■ **Exercise directions**
Word for word, restate the listing; omit the pictures.

■ **Data for this exercise**
------------------------------

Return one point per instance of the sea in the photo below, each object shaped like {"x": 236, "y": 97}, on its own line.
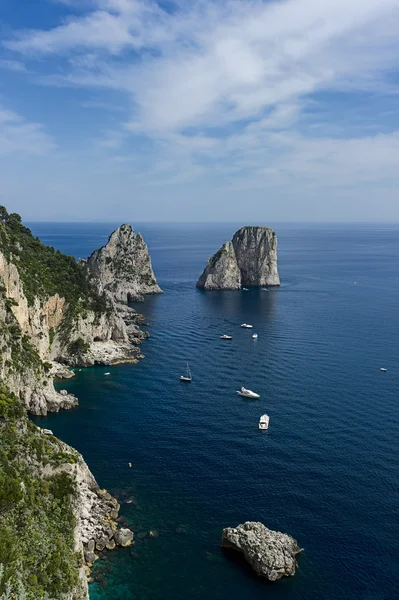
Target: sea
{"x": 326, "y": 471}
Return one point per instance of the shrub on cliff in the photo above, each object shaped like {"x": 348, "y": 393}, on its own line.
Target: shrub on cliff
{"x": 45, "y": 271}
{"x": 37, "y": 558}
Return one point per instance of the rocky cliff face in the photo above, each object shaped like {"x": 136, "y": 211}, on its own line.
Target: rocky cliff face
{"x": 123, "y": 266}
{"x": 270, "y": 553}
{"x": 250, "y": 259}
{"x": 54, "y": 519}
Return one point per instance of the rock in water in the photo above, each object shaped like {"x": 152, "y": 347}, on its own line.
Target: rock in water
{"x": 270, "y": 553}
{"x": 123, "y": 266}
{"x": 221, "y": 271}
{"x": 250, "y": 259}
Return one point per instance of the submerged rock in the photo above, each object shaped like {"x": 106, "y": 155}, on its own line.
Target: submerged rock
{"x": 270, "y": 553}
{"x": 123, "y": 266}
{"x": 250, "y": 259}
{"x": 123, "y": 537}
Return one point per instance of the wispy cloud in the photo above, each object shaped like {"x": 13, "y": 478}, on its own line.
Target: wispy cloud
{"x": 228, "y": 88}
{"x": 12, "y": 65}
{"x": 19, "y": 135}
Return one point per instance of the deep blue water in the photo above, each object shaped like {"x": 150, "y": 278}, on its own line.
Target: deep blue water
{"x": 327, "y": 471}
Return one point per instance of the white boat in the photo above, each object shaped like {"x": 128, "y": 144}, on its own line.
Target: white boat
{"x": 247, "y": 393}
{"x": 187, "y": 377}
{"x": 264, "y": 422}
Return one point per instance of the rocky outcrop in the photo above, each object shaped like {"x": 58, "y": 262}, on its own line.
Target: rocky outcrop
{"x": 123, "y": 266}
{"x": 250, "y": 260}
{"x": 270, "y": 553}
{"x": 40, "y": 339}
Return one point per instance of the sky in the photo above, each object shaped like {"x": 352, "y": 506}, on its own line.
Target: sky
{"x": 200, "y": 110}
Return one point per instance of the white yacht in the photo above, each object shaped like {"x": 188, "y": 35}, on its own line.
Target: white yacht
{"x": 187, "y": 377}
{"x": 264, "y": 422}
{"x": 247, "y": 393}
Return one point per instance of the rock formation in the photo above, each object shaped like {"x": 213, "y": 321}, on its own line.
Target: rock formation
{"x": 53, "y": 321}
{"x": 270, "y": 553}
{"x": 52, "y": 314}
{"x": 123, "y": 266}
{"x": 53, "y": 497}
{"x": 250, "y": 260}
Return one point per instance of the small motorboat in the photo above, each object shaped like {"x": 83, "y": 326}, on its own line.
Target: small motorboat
{"x": 187, "y": 377}
{"x": 247, "y": 393}
{"x": 47, "y": 432}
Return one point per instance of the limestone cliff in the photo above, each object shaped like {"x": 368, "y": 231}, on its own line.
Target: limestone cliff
{"x": 221, "y": 271}
{"x": 54, "y": 519}
{"x": 123, "y": 266}
{"x": 271, "y": 554}
{"x": 250, "y": 260}
{"x": 52, "y": 309}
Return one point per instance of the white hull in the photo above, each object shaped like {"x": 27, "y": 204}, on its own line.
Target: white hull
{"x": 248, "y": 394}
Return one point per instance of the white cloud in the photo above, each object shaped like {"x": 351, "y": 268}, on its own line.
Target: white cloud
{"x": 19, "y": 135}
{"x": 223, "y": 88}
{"x": 12, "y": 65}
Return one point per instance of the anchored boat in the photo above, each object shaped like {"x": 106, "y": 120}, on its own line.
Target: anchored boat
{"x": 264, "y": 422}
{"x": 247, "y": 393}
{"x": 187, "y": 377}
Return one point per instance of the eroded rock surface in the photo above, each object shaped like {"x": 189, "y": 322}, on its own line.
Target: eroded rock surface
{"x": 250, "y": 259}
{"x": 271, "y": 554}
{"x": 123, "y": 266}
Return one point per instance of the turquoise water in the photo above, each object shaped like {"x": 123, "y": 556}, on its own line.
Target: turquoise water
{"x": 327, "y": 469}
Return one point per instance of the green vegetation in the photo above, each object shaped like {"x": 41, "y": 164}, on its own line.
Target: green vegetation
{"x": 45, "y": 271}
{"x": 37, "y": 558}
{"x": 78, "y": 348}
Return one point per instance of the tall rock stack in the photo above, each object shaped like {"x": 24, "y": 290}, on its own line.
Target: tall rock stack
{"x": 123, "y": 266}
{"x": 250, "y": 260}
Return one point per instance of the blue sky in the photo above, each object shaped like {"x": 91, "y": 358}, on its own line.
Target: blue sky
{"x": 213, "y": 110}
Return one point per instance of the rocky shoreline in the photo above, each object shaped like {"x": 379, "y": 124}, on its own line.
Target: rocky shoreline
{"x": 47, "y": 332}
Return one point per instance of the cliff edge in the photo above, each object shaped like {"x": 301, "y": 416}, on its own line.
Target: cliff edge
{"x": 123, "y": 266}
{"x": 250, "y": 260}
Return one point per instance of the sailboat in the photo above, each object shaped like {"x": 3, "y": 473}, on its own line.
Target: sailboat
{"x": 187, "y": 377}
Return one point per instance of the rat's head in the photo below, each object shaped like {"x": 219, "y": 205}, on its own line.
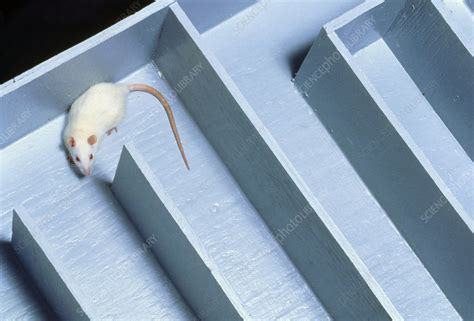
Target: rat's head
{"x": 82, "y": 151}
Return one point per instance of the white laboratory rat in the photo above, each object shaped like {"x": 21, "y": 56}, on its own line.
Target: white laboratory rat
{"x": 98, "y": 111}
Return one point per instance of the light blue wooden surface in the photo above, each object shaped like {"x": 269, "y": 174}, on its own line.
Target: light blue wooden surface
{"x": 419, "y": 202}
{"x": 101, "y": 248}
{"x": 178, "y": 250}
{"x": 42, "y": 262}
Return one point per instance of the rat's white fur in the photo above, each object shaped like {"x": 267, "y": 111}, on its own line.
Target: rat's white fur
{"x": 96, "y": 111}
{"x": 99, "y": 110}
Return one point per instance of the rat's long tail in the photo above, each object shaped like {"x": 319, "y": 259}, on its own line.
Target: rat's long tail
{"x": 169, "y": 112}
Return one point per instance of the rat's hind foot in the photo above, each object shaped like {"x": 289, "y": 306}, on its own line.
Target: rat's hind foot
{"x": 111, "y": 130}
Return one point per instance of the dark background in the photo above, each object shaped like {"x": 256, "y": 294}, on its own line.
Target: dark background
{"x": 31, "y": 31}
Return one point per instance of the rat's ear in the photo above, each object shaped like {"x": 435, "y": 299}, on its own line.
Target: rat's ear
{"x": 71, "y": 141}
{"x": 92, "y": 139}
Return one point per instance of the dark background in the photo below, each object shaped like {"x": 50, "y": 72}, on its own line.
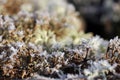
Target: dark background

------------------------------

■ **Finished exercise**
Return one point per instance of the sea in the photo below, each object shaped like {"x": 236, "y": 97}, on its own line.
Target: sea
{"x": 326, "y": 471}
Return one point per instance of the shrub on cliff in the photo above, each object shaped like {"x": 348, "y": 393}, on its own line.
Target: shrub on cliff
{"x": 45, "y": 271}
{"x": 37, "y": 558}
Return one point per instance of the rocky cliff face in the photo above, each object shaped like {"x": 136, "y": 211}, on its own line.
Target: rocky cliff face
{"x": 123, "y": 266}
{"x": 270, "y": 553}
{"x": 250, "y": 259}
{"x": 54, "y": 519}
Return one point per instance of the rock in water in the photo above, each object shaped like {"x": 152, "y": 347}, on its own line.
Target: rock in water
{"x": 270, "y": 553}
{"x": 123, "y": 266}
{"x": 221, "y": 271}
{"x": 250, "y": 259}
Return one point per instance of the submerged rock in the photo above, each object shaped like {"x": 106, "y": 155}, on its own line.
Target: submerged rock
{"x": 270, "y": 553}
{"x": 123, "y": 266}
{"x": 250, "y": 259}
{"x": 123, "y": 537}
Return one point per instance of the wispy cloud in the photo above, each object shaped like {"x": 13, "y": 478}, on its own line.
Target: wispy cloud
{"x": 228, "y": 88}
{"x": 12, "y": 65}
{"x": 19, "y": 135}
Return one point per instance of the deep blue water in the photo above, each object shaped like {"x": 150, "y": 278}, on its own line.
Target: deep blue water
{"x": 327, "y": 471}
Return one point per instance of the white boat in the photo above, each object shaped like {"x": 128, "y": 144}, on its own line.
Target: white boat
{"x": 247, "y": 393}
{"x": 187, "y": 377}
{"x": 264, "y": 422}
Return one point per instance of the rocky outcrop in the photo above, each object shaped like {"x": 58, "y": 262}, on its own line.
Target: rocky outcrop
{"x": 123, "y": 266}
{"x": 250, "y": 260}
{"x": 270, "y": 553}
{"x": 40, "y": 339}
Return one point per instance of the sky in the photo above, each object shaped like {"x": 352, "y": 506}, on its own line.
Target: sky
{"x": 200, "y": 110}
Return one point per instance of the white yacht in the photo above, each object shaped like {"x": 188, "y": 35}, on its own line.
Target: white yacht
{"x": 187, "y": 377}
{"x": 264, "y": 422}
{"x": 247, "y": 393}
Return one point per instance of the rock formation in the photo above, each object shaped like {"x": 213, "y": 321}, on its own line.
Target: rock formation
{"x": 53, "y": 321}
{"x": 270, "y": 553}
{"x": 52, "y": 314}
{"x": 123, "y": 266}
{"x": 53, "y": 497}
{"x": 250, "y": 260}
Return one point per instance of the small motorboat in the photo above, each object shaped like {"x": 83, "y": 326}, on its own line.
Target: small motorboat
{"x": 187, "y": 377}
{"x": 247, "y": 393}
{"x": 47, "y": 432}
Return one point per instance of the limestone cliff in the photo above, each object shaped like {"x": 368, "y": 231}, on its own line.
Target: limestone cliff
{"x": 221, "y": 271}
{"x": 54, "y": 519}
{"x": 123, "y": 266}
{"x": 271, "y": 554}
{"x": 250, "y": 260}
{"x": 52, "y": 309}
Return one point per instance of the white hull in the photo above, each object shaped like {"x": 27, "y": 204}, on its own line.
Target: white hull
{"x": 248, "y": 394}
Return one point per instance of the white cloud in the photo above, each object shaped like {"x": 351, "y": 268}, on its own line.
Target: white cloud
{"x": 19, "y": 135}
{"x": 223, "y": 88}
{"x": 12, "y": 65}
Return one point per instance of the anchored boat in the photo above, each object shaped like {"x": 106, "y": 120}, on its own line.
Target: anchored boat
{"x": 264, "y": 422}
{"x": 247, "y": 393}
{"x": 187, "y": 377}
Return one point per instance of the eroded rock surface in the photo above, each object shaped like {"x": 189, "y": 322}, on its own line.
Target: eroded rock surface
{"x": 250, "y": 259}
{"x": 271, "y": 554}
{"x": 123, "y": 266}
Return one point per instance of the turquoise water in the photo above, each object shaped like {"x": 123, "y": 556}, on its own line.
Target: turquoise water
{"x": 327, "y": 469}
Return one point per instance of the green vegetation in the photo above, each object shaped like {"x": 41, "y": 164}, on its own line.
Target: green vegetation
{"x": 45, "y": 271}
{"x": 37, "y": 558}
{"x": 78, "y": 348}
Return one point per instance of the tall rock stack in the photo above, each object shaped like {"x": 24, "y": 290}, on its own line.
Target: tall rock stack
{"x": 123, "y": 266}
{"x": 250, "y": 260}
Return one point per instance of the blue sky in the photo above, each object shaped like {"x": 91, "y": 358}, on its own line.
Target: blue sky
{"x": 213, "y": 110}
Return one point per instance of the rocky shoreline in the photo above, each object shaped like {"x": 379, "y": 124}, on its own line.
Target: rocky shoreline
{"x": 47, "y": 332}
Return one point per instance of the cliff edge in the photo above, each object shaped like {"x": 301, "y": 416}, on its own line.
Target: cliff edge
{"x": 123, "y": 266}
{"x": 250, "y": 260}
Return one point per instance of the sailboat in the photo above, each object shaped like {"x": 3, "y": 473}, on its own line.
Target: sailboat
{"x": 187, "y": 377}
Return one point per instance of the rat's head in the photo below, each object shaped like {"x": 219, "y": 205}, on its own line.
Target: rat's head
{"x": 82, "y": 151}
Return one point per instance of the white laboratory rat in the photo above, each object shaped like {"x": 21, "y": 56}, on its own line.
Target: white laboratory rat
{"x": 98, "y": 111}
Return one point per instance of the light blue wooden surface in the photo above, each object shaped like {"x": 269, "y": 174}, on its own line.
Target: light blue wooden surface
{"x": 419, "y": 202}
{"x": 101, "y": 248}
{"x": 178, "y": 250}
{"x": 42, "y": 262}
Return one point per instance of the rat's white fur in the photo above, each object shaped like {"x": 267, "y": 111}, on its own line.
Target: rat's white fur
{"x": 96, "y": 111}
{"x": 99, "y": 110}
Return one point per instance of the rat's long tail in the photo above, each object shaped like {"x": 319, "y": 259}, on its own line.
Target: rat's long tail
{"x": 169, "y": 112}
Return one point per instance of the rat's hind foot in the photo above, each object shaped like {"x": 289, "y": 306}, on its own line.
Target: rat's hind foot
{"x": 111, "y": 130}
Return one point per instance of the dark background in the photo above, each object shaped like {"x": 256, "y": 294}, on its own line.
Target: dark background
{"x": 31, "y": 31}
Return one point per instance of the rat's ear in the photo above, each object shaped like {"x": 435, "y": 299}, on its own line.
Target: rat's ear
{"x": 71, "y": 141}
{"x": 92, "y": 139}
Return one point per instance of the dark background in the photo below, each object shaped like {"x": 50, "y": 72}, on its own line.
Target: dark background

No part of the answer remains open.